*** Opening of Reading text ***

I have written previously about the need for transparency in medicine. Specifically, I have grave concerns about the conflicting factors which influence medical decision making. Further up the food chain from ordinary physicians who may be influenced by drug reps sit the researchers and thought leaders whose articles, studies and seminars influence other physicians and often dictate which medicines or devices become widely used.
A recent story by the always excellent Charles Ornstein for ProPublica details the resignation of Dr. José Baselga, the chief medical officer of Memorial Sloan Kettering Cancer Center. Dr. Baselga came under intense scrutiny after reports by ProPublica and the New York Times revealed that he had failed to disclose millions of dollars in payments from health care companies in a majority of his research articles since 2013.
It seems that Dr. Baselga, a salaried staff member making $1.5 million in 2016, omitted significant financial ties in numerous articles. The companies who paid Dr. Baselga these unreported, but substantial amounts, purportedly stood to gain from acceptance of the author’s conclusions. A well-known breast cancer specialist, Dr. Baselga also failed to disclose such affiliations in articles he published in the journal Cancer Discovery. This is particularly troubling in that he serves as one of two editors in chief.
Why should we even care about such industry ties?
Why should we even care about such industry ties? The transparency rules requiring disclosure of such conflicts are designed to ensure that proper weight or scrutiny can be made of any findings or opinions. Consider a study which concludes daily consumption of orange juice is healthy. This sounds entirely reasonable, as we know oranges have a healthy supply of vitamin C. But what if the study itself was conducted by the Citrus Industry, or the Citrus Industry paid the lead researcher a significant sum. Wouldn’t we be skeptical of such a finding?
Peeling back the study further we may find that the study focused on children, not adults, or that the amount of juice was 3 ounces, not 8, or that it resulted in dangerous increased blood sugar levels in diabetic patients, or any other number of critical distinctions that a legitimate objective researcher would highlight or consider before promoting the conclusion that “orange juice is healthy.”
There is no question that the pharmaceutical and medical device industry should be able to fund, invest in, or otherwise reward researchers, thought leaders, or health care providers. However, any such payments must be disclosed. In fact, there is a law which requires public disclosure of payments made by such companies to physicians and teaching hospitals. See Physician Payments Sunshine Act—Section 6002 of the Patient Protection and Affordable Care Act (PPACA).
When a distinguished physician like Dr. Baselga conceals these payments from his published research or articles, it creates more than the appearance of impropriety, it calls into question what he is hiding. The origin of such laws and rules stems from fairly recent scandals involving undisclosed conflicts. Yet here we are again. While the good doctor has resigned his position and now says that he intends to correct his conflict-of-interest disclosures in 17 journal articles, including in The New England Journal and The Lancet, is it too late?
The corrections are mere whispers or footnotes compared to the shouting of his prior body of work.

*** Close of Reading text ***

• [Task directions]
Answer these questions from the article on Dr. Baselga's undisclosed industry payments:
(a) How much did Dr. Baselga make as a salaried staff member in 2016?
(b) What law requires public disclosure of payments that pharmaceutical and medical device companies make to physicians and teaching hospitals?
(c) In how many journal articles does Dr. Baselga intend to correct his conflict-of-interest disclosures?

*** Opening of Information provided ***

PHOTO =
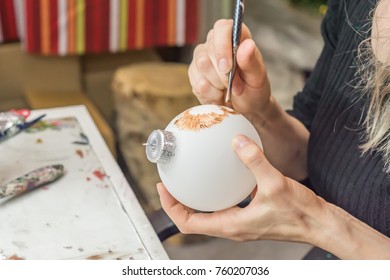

*** Close of Information provided ***

• [Output]
(a) $1.5 million
(b) The Physician Payments Sunshine Act, Section 6002 of the Patient Protection and Affordable Care Act (PPACA)
(c) 17